* **SET EXERCISE**
Starting at the line containing "As a warehouse robot's perception module, locate metal" and ending at the line containing "636,267,652,283", reproduce every line of the listing below. Shift each box coordinate in the answers by adding 69 to it.

(Data entries)
________________

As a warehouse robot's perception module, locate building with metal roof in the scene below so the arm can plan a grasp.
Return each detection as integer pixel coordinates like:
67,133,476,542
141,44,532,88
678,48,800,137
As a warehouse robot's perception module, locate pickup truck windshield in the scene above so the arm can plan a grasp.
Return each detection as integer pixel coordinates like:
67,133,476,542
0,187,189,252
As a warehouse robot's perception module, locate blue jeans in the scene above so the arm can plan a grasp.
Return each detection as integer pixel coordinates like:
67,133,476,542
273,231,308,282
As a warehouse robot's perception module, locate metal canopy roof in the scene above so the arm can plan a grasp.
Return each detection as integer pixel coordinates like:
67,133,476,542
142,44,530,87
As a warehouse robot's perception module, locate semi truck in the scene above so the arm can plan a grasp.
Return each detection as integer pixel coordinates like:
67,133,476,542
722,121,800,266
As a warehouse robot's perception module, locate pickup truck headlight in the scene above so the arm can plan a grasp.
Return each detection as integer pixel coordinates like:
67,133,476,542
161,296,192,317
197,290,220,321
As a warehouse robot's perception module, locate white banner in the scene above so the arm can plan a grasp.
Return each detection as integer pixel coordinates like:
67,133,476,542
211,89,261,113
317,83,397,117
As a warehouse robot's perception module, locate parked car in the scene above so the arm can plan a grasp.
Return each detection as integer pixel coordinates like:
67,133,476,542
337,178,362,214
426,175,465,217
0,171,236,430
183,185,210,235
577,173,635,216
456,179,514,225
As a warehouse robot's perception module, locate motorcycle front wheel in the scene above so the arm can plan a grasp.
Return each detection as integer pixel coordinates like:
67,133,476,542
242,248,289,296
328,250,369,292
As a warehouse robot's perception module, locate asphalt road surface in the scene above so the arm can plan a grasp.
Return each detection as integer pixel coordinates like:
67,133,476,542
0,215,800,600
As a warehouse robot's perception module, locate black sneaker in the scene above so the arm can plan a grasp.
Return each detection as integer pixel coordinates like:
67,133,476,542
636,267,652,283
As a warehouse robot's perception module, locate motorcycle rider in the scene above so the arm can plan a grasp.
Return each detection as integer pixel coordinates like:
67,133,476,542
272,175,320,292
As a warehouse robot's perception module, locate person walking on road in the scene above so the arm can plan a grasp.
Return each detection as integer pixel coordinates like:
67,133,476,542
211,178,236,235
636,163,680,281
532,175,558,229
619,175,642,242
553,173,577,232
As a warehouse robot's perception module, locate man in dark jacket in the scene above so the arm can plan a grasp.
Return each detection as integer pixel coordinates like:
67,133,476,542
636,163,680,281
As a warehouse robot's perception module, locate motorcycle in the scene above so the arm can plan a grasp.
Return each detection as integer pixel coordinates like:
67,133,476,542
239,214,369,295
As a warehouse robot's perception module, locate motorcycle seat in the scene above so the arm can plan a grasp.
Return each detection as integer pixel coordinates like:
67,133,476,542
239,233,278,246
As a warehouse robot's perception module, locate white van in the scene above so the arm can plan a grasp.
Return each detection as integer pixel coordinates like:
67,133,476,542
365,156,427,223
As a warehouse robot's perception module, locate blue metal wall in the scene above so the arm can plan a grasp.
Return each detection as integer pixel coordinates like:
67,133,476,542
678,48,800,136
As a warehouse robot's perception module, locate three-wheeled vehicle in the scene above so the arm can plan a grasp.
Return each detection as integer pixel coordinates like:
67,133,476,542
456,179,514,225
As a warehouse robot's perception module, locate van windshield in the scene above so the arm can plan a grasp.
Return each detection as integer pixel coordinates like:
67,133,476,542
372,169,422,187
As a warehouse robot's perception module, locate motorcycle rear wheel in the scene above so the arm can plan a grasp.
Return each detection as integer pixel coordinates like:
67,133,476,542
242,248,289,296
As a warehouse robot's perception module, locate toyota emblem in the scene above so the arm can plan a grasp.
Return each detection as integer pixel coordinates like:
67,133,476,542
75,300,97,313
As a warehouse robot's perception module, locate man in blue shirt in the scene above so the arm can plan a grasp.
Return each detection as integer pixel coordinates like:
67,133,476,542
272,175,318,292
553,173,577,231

________________

* **WRITTEN RESPONSE**
As a warehouse robot's perception module, locate metal canopy roof in the scene above so the arm can plan a grasp.
Return each detection as integer pixel coordinates like:
67,133,476,542
211,113,599,156
As a warehouse robot's perception module, locate semi truck in the scene above so the arm can plan a grasp.
Return each detection as integer pixel coordinates like:
67,133,476,542
791,190,869,335
As a warehouse robot's perception module, locate pickup truck headlight in the scene above so the arm can plan a grasp.
Return each detection as integer pixel coordinates like:
67,133,476,542
230,365,261,386
266,359,289,390
As a warehouse robot's perception module, locate white banner in the scene above so the arm can plan a grasp.
Return each detection as integer pixel coordinates like:
67,133,476,542
280,158,330,182
386,152,466,186
As a warehouse robot's perception module, locate parked car in the scene above so the arm can plan a grasp.
Return each detection as integer pixel coordinates like:
67,133,476,542
406,247,431,283
495,244,534,286
69,240,305,499
252,254,279,304
646,242,704,285
525,248,583,294
As a warehouse robot's perception module, locate motorcycle front wheel in the scene above so the arm can plan a grasp.
Return each detection as integer pixel coordinates like:
67,133,476,542
311,317,358,365
397,319,438,361
As a warehouse robot's perception module, locate asphalt road surface in the scene above so the arm can plan a grasp.
Return each detection as integer pixel coordinates like:
67,133,476,542
69,284,869,669
As a warehouse robot's perception module, locate black sneaker in the scene above so the arm can plan a grasp.
Return each detection as integer pixel coordinates like:
67,133,476,542
705,336,721,352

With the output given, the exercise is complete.